Start of RECORD EXCERPTS
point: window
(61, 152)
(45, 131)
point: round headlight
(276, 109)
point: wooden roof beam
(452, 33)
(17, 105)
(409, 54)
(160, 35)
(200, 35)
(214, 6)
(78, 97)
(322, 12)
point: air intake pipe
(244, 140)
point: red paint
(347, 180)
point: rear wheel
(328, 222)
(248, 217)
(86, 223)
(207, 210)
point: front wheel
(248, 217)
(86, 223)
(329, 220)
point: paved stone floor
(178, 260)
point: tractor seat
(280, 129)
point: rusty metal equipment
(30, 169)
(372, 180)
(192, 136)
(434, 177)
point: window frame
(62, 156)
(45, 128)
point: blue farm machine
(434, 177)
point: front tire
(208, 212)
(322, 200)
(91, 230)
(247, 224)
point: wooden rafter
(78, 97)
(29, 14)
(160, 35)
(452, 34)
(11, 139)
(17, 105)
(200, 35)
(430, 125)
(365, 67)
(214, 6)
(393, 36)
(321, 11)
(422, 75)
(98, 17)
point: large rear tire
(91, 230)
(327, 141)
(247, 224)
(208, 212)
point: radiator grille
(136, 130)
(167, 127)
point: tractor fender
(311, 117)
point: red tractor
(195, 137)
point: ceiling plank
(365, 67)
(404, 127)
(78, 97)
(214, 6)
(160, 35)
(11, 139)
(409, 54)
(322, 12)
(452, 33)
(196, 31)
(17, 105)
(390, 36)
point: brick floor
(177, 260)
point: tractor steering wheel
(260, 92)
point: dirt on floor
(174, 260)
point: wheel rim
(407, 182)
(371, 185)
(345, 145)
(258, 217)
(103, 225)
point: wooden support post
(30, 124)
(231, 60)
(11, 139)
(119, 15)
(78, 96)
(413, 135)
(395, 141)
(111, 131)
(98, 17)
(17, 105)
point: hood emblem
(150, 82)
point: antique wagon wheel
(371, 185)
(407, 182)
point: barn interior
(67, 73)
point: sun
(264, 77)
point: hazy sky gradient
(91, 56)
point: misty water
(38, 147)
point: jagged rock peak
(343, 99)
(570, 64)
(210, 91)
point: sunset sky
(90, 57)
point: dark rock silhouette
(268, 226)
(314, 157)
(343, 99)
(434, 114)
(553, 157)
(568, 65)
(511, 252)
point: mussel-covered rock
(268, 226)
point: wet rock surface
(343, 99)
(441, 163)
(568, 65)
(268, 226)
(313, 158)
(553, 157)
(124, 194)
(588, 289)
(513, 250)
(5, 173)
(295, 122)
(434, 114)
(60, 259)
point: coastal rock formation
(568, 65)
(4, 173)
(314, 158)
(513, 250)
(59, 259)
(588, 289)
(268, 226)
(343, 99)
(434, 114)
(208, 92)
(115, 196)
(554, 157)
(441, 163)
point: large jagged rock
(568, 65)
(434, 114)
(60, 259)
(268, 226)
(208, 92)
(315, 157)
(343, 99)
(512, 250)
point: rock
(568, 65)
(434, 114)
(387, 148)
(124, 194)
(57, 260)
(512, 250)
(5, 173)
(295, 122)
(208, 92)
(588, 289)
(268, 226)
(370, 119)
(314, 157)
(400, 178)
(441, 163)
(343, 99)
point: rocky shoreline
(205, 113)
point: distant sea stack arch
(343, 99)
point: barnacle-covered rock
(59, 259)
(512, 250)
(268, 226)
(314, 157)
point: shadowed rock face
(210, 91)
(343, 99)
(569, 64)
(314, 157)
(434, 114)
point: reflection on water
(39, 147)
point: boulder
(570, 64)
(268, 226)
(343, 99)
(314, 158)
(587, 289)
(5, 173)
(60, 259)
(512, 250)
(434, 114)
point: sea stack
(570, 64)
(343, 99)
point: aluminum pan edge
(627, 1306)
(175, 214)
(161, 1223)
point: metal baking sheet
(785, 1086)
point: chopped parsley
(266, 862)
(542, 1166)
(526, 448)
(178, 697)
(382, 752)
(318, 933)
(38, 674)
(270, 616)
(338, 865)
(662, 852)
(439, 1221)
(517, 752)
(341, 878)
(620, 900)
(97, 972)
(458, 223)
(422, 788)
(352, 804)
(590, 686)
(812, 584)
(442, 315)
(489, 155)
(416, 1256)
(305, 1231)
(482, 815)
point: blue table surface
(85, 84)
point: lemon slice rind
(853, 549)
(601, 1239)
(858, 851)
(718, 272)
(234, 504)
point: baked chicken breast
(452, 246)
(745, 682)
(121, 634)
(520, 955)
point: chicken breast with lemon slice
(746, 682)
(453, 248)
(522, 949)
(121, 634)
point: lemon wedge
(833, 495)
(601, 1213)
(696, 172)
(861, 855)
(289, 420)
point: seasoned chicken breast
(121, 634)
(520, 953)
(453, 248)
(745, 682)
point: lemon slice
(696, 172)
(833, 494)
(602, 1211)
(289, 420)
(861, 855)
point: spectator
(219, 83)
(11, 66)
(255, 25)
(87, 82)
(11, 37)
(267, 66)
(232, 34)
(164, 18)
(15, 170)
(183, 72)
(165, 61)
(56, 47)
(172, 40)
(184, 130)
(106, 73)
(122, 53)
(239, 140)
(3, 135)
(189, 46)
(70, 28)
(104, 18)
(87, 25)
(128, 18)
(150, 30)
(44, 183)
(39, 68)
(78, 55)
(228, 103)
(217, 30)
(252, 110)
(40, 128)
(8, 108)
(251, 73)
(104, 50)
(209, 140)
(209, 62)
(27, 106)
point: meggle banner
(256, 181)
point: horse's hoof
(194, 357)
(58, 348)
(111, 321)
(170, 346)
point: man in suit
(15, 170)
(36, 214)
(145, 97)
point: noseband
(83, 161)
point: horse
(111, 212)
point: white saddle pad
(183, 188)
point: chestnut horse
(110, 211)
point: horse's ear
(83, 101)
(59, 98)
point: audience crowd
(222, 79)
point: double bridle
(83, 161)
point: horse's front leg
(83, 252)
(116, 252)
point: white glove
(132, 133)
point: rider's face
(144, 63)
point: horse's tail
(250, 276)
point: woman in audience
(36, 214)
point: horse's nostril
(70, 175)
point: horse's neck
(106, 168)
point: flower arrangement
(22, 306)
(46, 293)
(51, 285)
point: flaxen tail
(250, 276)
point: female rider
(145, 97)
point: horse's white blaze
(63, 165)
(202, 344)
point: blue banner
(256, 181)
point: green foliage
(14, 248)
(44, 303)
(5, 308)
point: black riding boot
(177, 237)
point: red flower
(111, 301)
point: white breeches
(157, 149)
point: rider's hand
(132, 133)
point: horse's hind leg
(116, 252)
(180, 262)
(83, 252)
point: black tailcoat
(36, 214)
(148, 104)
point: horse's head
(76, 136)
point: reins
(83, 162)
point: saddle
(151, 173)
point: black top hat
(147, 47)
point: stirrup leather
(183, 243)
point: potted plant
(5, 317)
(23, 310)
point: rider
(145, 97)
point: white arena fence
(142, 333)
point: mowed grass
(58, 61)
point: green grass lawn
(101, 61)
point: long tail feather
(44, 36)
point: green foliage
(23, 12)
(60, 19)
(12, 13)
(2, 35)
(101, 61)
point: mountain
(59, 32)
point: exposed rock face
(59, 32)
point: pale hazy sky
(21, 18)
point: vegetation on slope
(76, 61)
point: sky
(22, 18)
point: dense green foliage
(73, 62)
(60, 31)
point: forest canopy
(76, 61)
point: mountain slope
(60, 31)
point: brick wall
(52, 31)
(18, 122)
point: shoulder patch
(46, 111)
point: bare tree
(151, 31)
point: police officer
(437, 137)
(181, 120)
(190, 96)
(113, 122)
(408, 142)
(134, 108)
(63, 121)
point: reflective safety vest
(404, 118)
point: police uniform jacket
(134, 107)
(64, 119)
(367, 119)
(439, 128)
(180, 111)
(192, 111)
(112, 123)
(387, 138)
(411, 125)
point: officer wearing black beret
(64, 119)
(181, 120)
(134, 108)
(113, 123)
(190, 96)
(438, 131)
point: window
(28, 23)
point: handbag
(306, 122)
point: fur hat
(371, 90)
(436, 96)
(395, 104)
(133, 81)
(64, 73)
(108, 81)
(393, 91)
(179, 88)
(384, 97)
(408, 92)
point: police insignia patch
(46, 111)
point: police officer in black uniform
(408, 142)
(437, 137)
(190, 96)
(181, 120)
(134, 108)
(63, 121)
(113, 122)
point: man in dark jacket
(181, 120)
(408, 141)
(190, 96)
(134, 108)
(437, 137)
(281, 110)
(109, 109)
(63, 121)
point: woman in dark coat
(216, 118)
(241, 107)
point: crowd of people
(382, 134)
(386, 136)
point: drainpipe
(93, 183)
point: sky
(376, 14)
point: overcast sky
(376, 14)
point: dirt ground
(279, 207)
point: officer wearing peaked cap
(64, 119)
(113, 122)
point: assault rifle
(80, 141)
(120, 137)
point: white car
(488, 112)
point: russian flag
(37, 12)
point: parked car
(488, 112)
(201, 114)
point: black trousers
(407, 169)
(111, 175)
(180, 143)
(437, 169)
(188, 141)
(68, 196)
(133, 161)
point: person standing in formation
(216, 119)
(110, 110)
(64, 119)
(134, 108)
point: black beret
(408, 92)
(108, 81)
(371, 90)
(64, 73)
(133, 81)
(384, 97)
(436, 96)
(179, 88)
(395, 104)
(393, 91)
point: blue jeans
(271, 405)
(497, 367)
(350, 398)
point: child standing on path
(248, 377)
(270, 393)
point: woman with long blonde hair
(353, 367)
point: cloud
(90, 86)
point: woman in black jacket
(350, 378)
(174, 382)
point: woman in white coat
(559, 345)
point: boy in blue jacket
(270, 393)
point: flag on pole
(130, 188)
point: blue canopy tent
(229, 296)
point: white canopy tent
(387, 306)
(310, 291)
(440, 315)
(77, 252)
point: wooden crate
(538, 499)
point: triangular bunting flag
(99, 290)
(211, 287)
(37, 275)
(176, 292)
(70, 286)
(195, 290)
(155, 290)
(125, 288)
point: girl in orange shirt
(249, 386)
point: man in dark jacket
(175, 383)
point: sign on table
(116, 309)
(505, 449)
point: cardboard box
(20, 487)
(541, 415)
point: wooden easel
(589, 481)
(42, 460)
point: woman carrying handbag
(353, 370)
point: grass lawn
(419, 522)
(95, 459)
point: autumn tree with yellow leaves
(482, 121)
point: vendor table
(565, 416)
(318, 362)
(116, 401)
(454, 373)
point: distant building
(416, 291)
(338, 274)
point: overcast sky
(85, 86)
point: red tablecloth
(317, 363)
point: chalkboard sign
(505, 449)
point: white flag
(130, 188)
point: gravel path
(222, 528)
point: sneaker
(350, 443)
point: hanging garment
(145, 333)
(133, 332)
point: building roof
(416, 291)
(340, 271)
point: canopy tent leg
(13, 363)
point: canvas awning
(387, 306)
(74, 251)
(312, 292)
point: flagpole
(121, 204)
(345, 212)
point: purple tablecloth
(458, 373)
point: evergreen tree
End of RECORD EXCERPTS
=== YOUR INSTRUCTIONS ===
Copy exactly the line containing "point: distant building" and each line after it through the end of the records above.

=== WRITTEN RESPONSE ===
point: distant building
(416, 291)
(338, 274)
point: overcast sky
(85, 86)
point: red tablecloth
(317, 363)
point: chalkboard sign
(505, 449)
point: white flag
(130, 188)
point: gravel path
(222, 528)
point: sneaker
(350, 443)
point: hanging garment
(145, 333)
(133, 332)
point: building roof
(416, 291)
(340, 271)
point: canopy tent leg
(13, 363)
point: canvas awning
(387, 306)
(74, 251)
(312, 292)
point: flagpole
(121, 204)
(345, 212)
point: purple tablecloth
(458, 373)
point: evergreen tree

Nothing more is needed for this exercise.